— Work order —
Write each of the records out again exactly.
═══ Dataset excerpts
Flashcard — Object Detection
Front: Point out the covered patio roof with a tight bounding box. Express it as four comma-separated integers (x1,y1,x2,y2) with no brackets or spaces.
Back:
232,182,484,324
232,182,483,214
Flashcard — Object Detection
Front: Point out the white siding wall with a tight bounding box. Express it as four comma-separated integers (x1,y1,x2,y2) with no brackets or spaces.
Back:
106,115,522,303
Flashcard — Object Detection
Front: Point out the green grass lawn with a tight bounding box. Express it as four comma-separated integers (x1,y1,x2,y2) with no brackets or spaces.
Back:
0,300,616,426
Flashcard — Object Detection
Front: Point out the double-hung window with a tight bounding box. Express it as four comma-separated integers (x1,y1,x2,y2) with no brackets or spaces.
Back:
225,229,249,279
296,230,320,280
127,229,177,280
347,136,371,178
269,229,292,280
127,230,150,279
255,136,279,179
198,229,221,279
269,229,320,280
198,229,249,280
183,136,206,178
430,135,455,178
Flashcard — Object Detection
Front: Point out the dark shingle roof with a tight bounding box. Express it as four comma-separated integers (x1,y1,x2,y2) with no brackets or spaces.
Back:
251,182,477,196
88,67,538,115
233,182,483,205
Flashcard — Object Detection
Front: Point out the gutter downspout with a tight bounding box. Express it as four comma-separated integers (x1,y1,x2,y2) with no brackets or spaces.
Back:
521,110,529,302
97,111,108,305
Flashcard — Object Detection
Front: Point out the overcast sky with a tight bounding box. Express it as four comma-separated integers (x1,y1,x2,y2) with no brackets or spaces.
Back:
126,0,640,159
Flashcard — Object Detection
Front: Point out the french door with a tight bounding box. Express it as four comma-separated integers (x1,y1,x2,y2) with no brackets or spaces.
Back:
══════
— Solution below —
Flashcard — Object Detection
Front: Point out the covered patio roof with a tight bounding box. Express it as four comma-separated integers (x1,y1,x2,y2) with no brackets or spaces.
Back:
232,182,484,324
232,182,483,214
Flashcard — Object Detection
Front: Point out the white siding wall with a tight bounding box. Express it as four comma-separated integers (x1,y1,x2,y2) with no brackets or spaces.
Back:
106,115,522,303
Flashcard — Object Detection
Front: Point out the green grass lawn with a tight bounding box. Express it as four comma-separated integers (x1,y1,x2,y2) with no brackets or spaces.
Back:
0,300,616,426
Flashcard — Object Detection
Front: Point out the double-hung window with a tight bounding box. Express it as four comma-separated integers (x1,y1,x2,y2) with no brackets or spaces.
Back:
225,229,249,279
296,230,320,280
127,229,177,280
347,136,371,178
269,229,292,280
127,230,150,279
255,136,279,179
198,229,221,279
269,229,320,280
198,229,249,280
183,136,206,178
430,135,455,178
Flashcard — Object Detection
Front: Point out the dark shingle roof with a tight bounding box. Express it as four comma-separated integers (x1,y1,x2,y2) with no brackets or spaces.
Back:
251,182,477,196
88,67,538,115
233,182,483,205
Flashcard — Object Detection
Front: Point out the gutter downspout with a tight bounding box. Express it as four comma-separated integers (x1,y1,x2,y2) with no brackets or spaces.
Back:
521,110,529,302
97,111,108,305
Flashcard — Object Detection
Front: Point out the overcast sky with a tight bounding box. Express it as four comma-separated integers (x1,y1,x2,y2) with no brackets or spaces.
Back:
126,0,640,159
Flashcard — Object Detection
Front: Point out the french door with a tight bounding box. Express it as four comma-separated integers (x1,y1,x2,y2) with no brackets or spaces.
Back:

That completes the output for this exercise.